| JOB |
Rescale the items below from the line containing "Identify one point on each instance of the tufted" through the end of the items, copying every line in that span. Multiply each point coordinate by 2.4 and round it to the nearest whole number, with halves rounded up.

Point labeling items

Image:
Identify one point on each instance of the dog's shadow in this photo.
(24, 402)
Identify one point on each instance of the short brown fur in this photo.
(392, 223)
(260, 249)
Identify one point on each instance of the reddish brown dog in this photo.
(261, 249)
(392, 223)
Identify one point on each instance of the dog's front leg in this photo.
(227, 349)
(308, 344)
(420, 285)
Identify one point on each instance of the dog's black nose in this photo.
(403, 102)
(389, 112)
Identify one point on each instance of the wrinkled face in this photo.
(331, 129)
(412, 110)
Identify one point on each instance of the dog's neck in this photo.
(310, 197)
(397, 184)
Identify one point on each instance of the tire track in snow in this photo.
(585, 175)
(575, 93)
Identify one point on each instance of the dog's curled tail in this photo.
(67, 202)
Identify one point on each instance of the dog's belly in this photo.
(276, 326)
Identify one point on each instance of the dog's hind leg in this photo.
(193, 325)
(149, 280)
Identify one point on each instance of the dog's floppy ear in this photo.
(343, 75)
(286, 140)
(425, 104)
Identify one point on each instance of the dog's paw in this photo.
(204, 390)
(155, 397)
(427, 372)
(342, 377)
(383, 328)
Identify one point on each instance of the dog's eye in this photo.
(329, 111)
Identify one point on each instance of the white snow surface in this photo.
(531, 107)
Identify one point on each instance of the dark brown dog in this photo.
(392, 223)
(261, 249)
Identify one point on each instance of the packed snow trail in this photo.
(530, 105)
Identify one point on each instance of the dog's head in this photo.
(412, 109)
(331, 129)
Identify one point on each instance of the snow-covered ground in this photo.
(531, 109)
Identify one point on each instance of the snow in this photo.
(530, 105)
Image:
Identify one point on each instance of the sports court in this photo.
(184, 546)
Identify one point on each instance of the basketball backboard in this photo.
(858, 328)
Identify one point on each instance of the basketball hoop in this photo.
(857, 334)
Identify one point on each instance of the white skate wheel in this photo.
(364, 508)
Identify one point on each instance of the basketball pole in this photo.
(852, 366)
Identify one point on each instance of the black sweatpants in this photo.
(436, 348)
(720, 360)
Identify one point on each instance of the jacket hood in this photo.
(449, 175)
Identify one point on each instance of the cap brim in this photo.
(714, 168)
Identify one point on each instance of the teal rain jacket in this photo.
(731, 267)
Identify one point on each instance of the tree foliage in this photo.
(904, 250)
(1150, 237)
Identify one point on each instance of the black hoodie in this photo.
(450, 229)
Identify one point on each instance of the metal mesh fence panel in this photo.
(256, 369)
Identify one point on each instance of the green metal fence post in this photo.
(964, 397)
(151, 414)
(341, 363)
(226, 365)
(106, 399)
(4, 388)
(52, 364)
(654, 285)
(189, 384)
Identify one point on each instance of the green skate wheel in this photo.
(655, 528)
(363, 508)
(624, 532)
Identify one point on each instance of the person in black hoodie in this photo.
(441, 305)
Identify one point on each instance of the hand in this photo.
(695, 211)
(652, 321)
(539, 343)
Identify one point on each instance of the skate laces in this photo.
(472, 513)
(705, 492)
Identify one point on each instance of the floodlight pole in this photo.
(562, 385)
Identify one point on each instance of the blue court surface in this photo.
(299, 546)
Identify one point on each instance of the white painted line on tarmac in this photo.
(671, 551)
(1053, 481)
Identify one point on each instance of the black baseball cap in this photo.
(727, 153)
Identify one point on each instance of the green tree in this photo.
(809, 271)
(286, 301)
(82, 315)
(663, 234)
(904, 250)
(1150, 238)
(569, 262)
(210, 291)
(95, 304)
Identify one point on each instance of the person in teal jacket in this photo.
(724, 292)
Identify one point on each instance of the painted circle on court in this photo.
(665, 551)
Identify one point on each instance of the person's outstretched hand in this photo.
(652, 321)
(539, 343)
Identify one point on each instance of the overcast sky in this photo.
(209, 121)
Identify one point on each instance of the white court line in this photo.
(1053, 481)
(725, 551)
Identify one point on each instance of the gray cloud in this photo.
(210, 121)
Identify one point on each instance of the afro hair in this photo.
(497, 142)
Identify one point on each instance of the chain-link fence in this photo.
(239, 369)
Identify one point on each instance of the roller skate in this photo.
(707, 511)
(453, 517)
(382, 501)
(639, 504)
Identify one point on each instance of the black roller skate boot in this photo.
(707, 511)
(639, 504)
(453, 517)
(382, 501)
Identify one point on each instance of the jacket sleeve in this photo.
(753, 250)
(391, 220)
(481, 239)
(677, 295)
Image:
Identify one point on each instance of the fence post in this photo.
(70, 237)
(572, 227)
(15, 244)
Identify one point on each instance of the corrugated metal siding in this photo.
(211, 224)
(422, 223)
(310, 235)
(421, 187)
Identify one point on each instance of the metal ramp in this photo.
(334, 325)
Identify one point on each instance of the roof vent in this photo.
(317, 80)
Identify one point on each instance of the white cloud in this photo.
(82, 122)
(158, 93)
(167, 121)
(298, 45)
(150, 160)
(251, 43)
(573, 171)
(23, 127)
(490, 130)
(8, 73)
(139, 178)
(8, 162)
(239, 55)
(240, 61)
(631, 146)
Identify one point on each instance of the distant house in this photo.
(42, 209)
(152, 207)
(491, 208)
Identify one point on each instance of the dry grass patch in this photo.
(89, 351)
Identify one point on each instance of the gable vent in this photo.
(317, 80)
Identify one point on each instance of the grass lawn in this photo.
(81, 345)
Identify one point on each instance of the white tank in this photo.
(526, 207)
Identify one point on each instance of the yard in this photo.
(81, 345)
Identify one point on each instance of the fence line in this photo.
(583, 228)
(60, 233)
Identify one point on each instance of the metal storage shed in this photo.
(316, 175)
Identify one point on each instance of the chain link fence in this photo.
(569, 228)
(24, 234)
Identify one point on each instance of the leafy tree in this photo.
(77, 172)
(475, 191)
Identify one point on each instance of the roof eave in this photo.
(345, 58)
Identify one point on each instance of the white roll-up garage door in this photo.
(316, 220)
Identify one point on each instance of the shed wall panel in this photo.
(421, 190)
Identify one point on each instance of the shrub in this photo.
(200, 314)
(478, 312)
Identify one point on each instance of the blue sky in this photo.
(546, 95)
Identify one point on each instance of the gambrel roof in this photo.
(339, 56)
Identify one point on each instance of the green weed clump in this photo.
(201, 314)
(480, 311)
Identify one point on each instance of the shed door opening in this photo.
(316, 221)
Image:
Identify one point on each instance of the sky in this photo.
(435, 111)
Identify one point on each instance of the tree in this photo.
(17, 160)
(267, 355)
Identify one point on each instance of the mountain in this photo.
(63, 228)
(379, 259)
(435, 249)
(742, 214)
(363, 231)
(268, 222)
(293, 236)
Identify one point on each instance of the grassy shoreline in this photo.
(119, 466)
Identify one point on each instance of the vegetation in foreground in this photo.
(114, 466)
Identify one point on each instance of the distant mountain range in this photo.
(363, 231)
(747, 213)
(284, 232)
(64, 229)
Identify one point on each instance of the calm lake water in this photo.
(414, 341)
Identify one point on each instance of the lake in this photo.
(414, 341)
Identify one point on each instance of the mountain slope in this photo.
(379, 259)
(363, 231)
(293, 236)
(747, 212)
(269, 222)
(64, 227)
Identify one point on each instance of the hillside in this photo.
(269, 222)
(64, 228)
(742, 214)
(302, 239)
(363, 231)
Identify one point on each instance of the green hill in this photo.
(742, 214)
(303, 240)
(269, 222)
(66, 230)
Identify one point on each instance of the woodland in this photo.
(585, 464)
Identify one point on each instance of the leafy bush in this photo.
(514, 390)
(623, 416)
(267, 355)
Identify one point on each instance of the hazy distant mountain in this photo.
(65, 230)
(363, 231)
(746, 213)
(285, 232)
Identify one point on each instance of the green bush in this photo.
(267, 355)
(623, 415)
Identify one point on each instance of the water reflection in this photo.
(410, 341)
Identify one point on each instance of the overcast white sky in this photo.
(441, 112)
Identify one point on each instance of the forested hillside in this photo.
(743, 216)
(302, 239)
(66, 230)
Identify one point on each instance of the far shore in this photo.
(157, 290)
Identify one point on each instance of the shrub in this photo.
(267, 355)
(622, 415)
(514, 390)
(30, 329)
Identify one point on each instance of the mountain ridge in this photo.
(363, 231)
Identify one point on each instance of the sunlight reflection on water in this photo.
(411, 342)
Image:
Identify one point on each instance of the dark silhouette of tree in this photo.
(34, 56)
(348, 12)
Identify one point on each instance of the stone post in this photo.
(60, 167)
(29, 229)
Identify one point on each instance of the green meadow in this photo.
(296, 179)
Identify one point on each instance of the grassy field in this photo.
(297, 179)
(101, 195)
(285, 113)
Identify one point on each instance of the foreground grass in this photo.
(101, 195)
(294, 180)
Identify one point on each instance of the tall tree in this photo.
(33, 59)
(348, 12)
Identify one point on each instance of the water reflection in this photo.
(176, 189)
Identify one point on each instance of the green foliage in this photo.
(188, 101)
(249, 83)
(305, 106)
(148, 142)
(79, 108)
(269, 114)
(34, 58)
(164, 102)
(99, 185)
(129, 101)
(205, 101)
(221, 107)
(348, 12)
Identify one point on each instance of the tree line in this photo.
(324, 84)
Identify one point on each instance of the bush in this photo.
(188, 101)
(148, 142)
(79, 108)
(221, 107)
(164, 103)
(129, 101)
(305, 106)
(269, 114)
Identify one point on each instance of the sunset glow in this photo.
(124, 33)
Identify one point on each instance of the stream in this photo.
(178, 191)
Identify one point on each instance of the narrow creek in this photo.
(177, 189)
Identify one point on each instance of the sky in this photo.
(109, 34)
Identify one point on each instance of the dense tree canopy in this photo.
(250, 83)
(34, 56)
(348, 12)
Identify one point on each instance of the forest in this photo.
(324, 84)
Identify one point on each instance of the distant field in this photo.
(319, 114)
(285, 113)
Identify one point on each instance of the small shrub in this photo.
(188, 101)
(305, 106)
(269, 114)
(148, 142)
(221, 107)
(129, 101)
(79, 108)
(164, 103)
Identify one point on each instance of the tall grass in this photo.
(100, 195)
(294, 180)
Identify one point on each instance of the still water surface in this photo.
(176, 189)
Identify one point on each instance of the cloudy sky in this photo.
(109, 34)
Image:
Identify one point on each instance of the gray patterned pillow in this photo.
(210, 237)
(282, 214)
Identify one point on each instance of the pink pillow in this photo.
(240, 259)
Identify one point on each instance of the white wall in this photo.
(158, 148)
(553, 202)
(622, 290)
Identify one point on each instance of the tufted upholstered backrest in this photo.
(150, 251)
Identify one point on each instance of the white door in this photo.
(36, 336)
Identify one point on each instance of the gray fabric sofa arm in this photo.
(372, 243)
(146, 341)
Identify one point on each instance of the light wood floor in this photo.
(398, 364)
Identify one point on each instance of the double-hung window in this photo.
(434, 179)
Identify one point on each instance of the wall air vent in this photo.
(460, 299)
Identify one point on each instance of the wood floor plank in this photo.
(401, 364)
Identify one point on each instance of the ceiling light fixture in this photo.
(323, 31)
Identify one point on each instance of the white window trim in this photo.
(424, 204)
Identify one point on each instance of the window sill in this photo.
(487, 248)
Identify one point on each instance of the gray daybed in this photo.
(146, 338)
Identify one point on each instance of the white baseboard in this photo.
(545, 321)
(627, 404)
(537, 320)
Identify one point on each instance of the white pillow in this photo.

| WRITTEN ANSWER |
Identify one point on each instance of the tufted upholstered backrest in this photo.
(360, 602)
Identify one point on each instance of the white door in this photo.
(86, 806)
Identify one point on each instance of the gray fabric sofa arm in this photo.
(893, 583)
(350, 818)
Identify one point on each instance of the light wood floor in this photo.
(955, 874)
Identify one point on each instance of the double-hung window in this photo.
(1042, 430)
Identify one point on each instance of the wall air vent in this photo.
(1104, 718)
Identify one point on each instance of the wood floor plank in this photo.
(962, 874)
Identify one point on each instance of the ceiling light fixture in this photo.
(775, 74)
Identify one point on each instance of the white window trim in this photo.
(1018, 490)
Identify one point on each instance of the window sill in this photo.
(1169, 595)
Identify one point on each instance of the gray daybed in this photo.
(350, 811)
Identify one point on each instance of the white baseboard in this photo.
(1308, 770)
(1505, 970)
(1289, 768)
Identify one point on each instance of the white pillow in this photo.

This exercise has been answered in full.